++++ PROVIDED INFORMATION ++++
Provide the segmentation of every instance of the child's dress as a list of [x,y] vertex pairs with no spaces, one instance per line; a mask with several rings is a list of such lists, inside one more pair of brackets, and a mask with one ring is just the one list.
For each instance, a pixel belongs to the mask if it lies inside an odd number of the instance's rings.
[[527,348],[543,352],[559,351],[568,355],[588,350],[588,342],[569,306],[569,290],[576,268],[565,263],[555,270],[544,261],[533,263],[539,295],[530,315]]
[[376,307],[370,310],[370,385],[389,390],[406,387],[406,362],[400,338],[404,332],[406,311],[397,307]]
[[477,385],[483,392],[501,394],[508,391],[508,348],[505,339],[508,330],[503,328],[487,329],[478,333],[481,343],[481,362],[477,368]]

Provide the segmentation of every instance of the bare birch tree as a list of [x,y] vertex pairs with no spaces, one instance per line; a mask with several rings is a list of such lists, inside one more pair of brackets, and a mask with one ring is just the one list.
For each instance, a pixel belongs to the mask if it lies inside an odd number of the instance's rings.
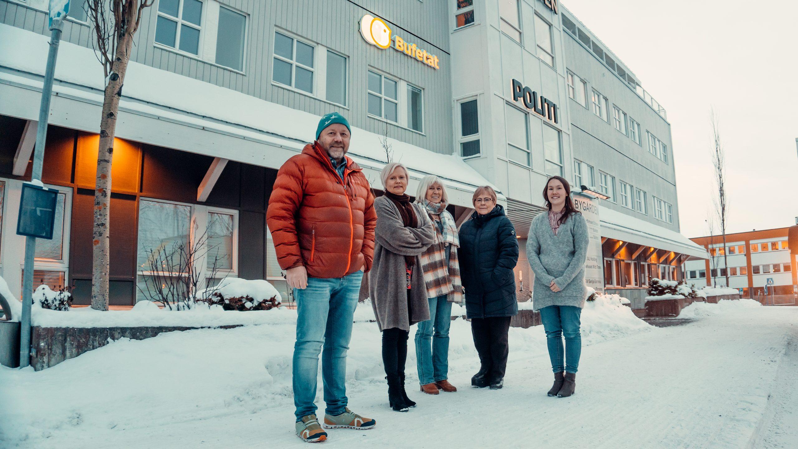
++++
Please retype all of the items above word for word, and leave out the pictures.

Provide the segmentation of every instance of the child's dress as a list of [x,y] vertex pairs with no spaces, one instance per line; a mask with several rings is a list of such lists, inside one more pair of brackets, and a mask with one ring is just the one list.
For each instance, a pixel belongs to the mask if it lies inside an odd number of the instance's rings.
[[527,348],[543,352],[559,351],[568,355],[588,350],[588,342],[569,306],[569,290],[576,268],[565,263],[555,270],[544,261],[533,263],[539,295],[530,315]]
[[376,307],[370,310],[370,385],[389,390],[406,387],[406,362],[400,338],[404,332],[406,311],[397,307]]
[[477,385],[483,392],[501,394],[508,391],[508,348],[505,339],[508,330],[503,328],[487,329],[478,333],[481,343],[481,362],[477,368]]

Provide the segmentation of every instance of the bare birch tree as a list of [x,y] vertex pairs with no spaces, one instance per line; a mask with several rings is a list of such lists, inside one more pair of brackets, and a mask with one ring is just the one list.
For each instance, a pixel belongs to the mask if it lies inside an odd number of the instance's rings.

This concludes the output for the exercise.